Items listed in a dataset:

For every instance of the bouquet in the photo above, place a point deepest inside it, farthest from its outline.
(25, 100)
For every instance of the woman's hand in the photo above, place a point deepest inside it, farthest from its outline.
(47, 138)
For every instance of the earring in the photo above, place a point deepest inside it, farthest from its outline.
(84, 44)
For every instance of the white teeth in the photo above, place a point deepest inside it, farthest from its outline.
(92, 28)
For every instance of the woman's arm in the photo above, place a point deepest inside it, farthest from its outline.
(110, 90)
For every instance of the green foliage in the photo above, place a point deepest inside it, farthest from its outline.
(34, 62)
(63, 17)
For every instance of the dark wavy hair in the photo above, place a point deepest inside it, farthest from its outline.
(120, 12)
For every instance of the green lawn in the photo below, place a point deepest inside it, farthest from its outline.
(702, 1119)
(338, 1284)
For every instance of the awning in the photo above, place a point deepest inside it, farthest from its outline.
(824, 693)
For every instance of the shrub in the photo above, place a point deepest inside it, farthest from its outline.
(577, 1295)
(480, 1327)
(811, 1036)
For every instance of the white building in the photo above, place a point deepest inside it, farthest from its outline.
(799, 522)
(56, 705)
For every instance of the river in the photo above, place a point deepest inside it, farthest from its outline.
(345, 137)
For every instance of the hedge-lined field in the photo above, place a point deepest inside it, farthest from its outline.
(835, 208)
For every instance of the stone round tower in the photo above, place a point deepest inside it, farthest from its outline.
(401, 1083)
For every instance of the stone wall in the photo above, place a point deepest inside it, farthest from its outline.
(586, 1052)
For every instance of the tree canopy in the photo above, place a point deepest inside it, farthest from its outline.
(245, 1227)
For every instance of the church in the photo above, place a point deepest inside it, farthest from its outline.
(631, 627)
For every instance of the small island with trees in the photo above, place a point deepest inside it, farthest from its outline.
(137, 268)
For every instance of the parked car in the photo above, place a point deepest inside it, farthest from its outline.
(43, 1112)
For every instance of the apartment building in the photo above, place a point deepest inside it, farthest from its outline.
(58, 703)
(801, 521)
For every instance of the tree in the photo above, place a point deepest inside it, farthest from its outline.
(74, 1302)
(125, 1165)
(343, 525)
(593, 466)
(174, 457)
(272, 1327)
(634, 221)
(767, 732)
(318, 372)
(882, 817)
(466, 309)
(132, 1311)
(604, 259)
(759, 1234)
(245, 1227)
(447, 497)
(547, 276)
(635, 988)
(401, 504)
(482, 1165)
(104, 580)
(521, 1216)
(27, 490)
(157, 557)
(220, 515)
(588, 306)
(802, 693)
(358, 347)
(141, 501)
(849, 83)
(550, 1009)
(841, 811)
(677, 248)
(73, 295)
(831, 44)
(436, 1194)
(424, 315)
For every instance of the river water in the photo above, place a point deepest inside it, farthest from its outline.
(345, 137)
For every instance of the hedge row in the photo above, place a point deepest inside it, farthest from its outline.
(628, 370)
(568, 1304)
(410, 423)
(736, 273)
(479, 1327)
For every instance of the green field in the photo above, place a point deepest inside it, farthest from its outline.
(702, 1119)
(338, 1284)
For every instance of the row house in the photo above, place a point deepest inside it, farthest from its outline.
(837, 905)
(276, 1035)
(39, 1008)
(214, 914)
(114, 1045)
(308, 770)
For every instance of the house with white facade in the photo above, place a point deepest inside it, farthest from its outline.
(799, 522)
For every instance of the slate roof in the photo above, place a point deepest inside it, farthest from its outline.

YOUR TASK
From the line containing "For every instance of the row" down to the last line, reproduce the records exactly. Include both ends.

SOLUTION
For every instance of the row house in the photo above, place a point deepest inside it, farthest from its outline.
(837, 905)
(276, 1035)
(39, 1008)
(214, 914)
(114, 1045)
(308, 770)
For every instance of the house with white facade in the photo above, place a point deepest inside it, farthest from its outline.
(799, 522)
For every instance of the slate roof in the photo above, place a point deepest inside it, farthest from its outline.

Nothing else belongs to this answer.